(Records from a collection)
>>>

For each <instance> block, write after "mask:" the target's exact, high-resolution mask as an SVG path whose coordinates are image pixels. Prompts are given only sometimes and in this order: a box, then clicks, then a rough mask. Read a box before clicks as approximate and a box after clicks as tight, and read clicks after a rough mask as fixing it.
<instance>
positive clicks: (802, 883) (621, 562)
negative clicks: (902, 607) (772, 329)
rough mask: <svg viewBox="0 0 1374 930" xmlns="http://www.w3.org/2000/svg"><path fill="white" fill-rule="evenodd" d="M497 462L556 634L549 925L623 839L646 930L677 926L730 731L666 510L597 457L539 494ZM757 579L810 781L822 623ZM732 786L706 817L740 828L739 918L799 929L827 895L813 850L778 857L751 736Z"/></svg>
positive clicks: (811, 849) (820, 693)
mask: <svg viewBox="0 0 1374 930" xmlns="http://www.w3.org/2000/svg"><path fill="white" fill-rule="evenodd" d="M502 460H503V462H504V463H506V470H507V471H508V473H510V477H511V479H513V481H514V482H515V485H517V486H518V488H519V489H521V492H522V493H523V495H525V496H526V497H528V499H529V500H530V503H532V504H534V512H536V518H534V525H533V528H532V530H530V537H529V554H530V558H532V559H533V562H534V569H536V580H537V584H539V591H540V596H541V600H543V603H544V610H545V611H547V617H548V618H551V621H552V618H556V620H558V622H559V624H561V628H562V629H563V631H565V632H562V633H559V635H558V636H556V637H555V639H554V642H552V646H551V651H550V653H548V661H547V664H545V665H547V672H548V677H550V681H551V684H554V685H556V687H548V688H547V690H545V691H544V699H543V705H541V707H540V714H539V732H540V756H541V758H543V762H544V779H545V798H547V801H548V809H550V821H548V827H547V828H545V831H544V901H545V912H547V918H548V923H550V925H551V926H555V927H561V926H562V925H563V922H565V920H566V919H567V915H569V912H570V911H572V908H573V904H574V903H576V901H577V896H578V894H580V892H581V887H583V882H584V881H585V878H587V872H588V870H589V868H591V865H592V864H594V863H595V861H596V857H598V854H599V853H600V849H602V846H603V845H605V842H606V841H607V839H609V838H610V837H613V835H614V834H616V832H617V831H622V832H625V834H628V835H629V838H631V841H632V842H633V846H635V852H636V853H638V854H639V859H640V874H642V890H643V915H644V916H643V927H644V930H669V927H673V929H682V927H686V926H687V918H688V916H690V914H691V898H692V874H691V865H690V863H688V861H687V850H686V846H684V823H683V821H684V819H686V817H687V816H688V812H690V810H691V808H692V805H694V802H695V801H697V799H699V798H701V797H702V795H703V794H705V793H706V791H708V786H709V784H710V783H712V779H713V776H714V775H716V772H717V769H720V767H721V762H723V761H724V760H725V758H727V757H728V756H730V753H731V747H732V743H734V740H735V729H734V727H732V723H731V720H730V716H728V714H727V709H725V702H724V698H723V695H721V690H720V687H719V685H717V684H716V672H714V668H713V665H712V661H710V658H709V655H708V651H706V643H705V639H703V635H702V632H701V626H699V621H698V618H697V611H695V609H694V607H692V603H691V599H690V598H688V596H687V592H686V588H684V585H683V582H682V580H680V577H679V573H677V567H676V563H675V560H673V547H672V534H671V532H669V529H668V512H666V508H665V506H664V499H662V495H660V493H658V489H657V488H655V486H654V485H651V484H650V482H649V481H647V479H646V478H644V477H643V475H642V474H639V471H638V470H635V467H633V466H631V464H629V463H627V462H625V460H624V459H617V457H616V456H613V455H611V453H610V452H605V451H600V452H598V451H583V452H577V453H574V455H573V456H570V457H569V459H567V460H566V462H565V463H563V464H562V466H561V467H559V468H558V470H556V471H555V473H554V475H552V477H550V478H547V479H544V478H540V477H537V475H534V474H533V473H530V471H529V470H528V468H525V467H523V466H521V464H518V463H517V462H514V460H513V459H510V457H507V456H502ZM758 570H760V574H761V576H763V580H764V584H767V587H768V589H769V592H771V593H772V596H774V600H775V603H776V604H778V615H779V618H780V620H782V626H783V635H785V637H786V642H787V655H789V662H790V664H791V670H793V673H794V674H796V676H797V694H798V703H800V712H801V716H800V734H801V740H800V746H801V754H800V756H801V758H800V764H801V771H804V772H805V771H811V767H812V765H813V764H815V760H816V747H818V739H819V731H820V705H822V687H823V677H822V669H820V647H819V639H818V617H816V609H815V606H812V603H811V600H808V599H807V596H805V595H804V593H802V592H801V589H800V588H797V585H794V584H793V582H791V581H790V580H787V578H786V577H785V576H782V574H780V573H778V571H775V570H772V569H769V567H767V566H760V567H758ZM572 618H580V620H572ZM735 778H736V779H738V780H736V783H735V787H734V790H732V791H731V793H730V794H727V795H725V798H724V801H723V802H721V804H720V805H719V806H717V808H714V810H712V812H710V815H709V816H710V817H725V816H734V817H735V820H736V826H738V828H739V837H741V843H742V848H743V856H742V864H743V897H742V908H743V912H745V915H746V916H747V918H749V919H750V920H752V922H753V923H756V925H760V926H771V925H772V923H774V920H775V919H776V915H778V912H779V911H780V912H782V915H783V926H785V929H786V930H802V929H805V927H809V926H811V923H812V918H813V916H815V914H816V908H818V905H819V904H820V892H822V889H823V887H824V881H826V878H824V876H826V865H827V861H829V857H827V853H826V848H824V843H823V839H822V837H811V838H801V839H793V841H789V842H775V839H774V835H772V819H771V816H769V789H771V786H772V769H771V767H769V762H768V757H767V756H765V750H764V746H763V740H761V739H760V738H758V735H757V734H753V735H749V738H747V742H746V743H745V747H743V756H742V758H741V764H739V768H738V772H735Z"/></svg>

<<<

ABOUT THIS EXERCISE —
Output again, unchanged, the part of the records that runs from their start through the line containing "positive clicks: (811, 849) (820, 693)", including both ends.

REPLY TO THE TASK —
For each <instance> block, write after "mask:" the target's exact, high-resolution mask as an SVG path whose coordinates are image pixels. Prompts are given only sometimes and in this order: a box, then clicks, then a rough mask. Read a box before clicks as approximate and a box after clicks as tight, and read clicks after a rough mask as fixing it.
<instance>
positive clicks: (802, 883) (621, 562)
negative clicks: (902, 607) (772, 329)
rough mask: <svg viewBox="0 0 1374 930" xmlns="http://www.w3.org/2000/svg"><path fill="white" fill-rule="evenodd" d="M497 462L556 634L549 925L623 839L646 930L677 926L730 731L666 510L597 457L539 494ZM757 579L810 781L822 623ZM732 786L706 817L740 828L739 918L799 929L827 895L813 850L778 857L751 736Z"/></svg>
positive clicks: (811, 849) (820, 693)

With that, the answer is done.